* [Consigne]:
Reproduisez mot pour mot le passage sur le koan de Joshu, du segment qui contient "Initialement la réponse" jusqu'à "nature de Bouddha." inclus.

Mu |
Un moine demanda à Joshu :
- Un chien a-t-il la nature de Bouddha ?
- Mu ! répondit Joshu.
Initialement la réponse n'a pas été Mu (qui est du japonais) mais Wu (en chinois), puisque Joshu (778-897) a été un grand maître du Chan. On raconte qu'à l'âge de 17 ans il fit une première expérience de l'éveil :
"Soudain, j'ai été ruiné et sans abri".
Ce koan du chien de Joshu est celui qui ouvre "La Passe sans porte" (Wumenguan ou Mumunkan), de Wumen Huikai, un recueil fameux paru au 13e siècle en Chine.
Eléments d'analyse :
A la question du moine on s'attend à une réponse par oui ou par non :
- oui, un chien à la nature de Bouddha ou bien,
- non, un chien n'a pas la nature de Bouddha.
Ou encore :
- je ne sais pas (ce qui est aussi une réponse sensée bien que décevante).
Or Joshu ne répond pas, non pas en gardant le silence (comme c'est parfois le cas, voir par exemple ici) mais, en disant simplement : Mu !
Comment comprendre cette non-réponse, cette réponse inattendue ou paradoxale ?
Autrement dit :
- Qu'est-ce que Mu ?
La question seule est elle-même un koan.

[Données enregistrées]
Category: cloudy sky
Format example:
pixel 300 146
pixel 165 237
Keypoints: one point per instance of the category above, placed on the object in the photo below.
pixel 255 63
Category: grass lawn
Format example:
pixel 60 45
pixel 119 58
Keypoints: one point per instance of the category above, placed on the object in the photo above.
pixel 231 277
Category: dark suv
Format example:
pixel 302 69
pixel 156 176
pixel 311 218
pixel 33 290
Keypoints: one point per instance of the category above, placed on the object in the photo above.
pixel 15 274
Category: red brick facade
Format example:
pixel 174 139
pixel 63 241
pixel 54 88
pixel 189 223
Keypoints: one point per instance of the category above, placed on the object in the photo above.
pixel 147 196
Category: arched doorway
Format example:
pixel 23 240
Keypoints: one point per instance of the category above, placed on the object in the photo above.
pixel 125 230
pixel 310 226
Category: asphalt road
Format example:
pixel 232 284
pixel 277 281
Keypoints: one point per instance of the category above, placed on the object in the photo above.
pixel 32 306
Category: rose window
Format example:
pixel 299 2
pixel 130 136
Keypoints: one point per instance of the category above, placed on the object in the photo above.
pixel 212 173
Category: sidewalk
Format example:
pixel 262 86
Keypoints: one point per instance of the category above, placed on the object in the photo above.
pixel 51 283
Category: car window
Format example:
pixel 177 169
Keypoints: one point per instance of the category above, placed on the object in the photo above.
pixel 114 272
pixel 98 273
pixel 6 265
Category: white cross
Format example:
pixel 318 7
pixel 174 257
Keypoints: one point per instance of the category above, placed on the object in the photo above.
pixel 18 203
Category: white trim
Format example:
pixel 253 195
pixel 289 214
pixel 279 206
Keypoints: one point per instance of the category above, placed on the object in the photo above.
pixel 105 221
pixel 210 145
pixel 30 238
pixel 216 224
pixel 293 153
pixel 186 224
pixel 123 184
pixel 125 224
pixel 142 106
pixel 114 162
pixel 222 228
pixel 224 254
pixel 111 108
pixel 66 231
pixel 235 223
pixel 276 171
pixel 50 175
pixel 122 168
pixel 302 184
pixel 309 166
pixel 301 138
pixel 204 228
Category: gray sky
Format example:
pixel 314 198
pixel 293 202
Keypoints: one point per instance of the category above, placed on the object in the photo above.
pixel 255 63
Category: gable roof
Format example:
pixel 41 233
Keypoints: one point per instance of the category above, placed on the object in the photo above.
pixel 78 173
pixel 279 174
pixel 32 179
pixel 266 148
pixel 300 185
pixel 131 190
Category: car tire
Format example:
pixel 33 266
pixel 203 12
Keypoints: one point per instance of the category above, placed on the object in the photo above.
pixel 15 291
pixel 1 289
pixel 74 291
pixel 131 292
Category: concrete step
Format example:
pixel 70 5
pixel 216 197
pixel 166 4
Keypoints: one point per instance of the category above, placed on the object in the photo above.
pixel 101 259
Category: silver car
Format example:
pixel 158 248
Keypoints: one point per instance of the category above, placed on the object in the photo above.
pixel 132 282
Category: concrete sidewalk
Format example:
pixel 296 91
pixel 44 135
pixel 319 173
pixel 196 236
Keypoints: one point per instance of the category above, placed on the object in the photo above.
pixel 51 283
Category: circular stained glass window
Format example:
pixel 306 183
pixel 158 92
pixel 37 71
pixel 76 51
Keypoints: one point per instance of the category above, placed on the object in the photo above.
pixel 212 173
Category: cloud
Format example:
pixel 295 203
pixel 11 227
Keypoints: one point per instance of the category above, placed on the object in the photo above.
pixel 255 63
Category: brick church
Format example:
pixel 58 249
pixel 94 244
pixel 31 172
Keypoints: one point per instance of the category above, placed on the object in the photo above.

* [Réponse attendue]:
Initialement la réponse n'a pas été Mu (qui est du japonais) mais Wu (en chinois), puisque Joshu (778-897) a été un grand maître du Chan. On raconte qu'à l'âge de 17 ans il fit une première expérience de l'éveil :
"Soudain, j'ai été ruiné et sans abri".
Ce koan du chien de Joshu est celui qui ouvre "La Passe sans porte" (Wumenguan ou Mumunkan), de Wumen Huikai, un recueil fameux paru au 13e siècle en Chine.
Eléments d'analyse :
A la question du moine on s'attend à une réponse par oui ou par non :
- oui, un chien à la nature de Bouddha ou bien,
- non, un chien n'a pas la nature de Bouddha.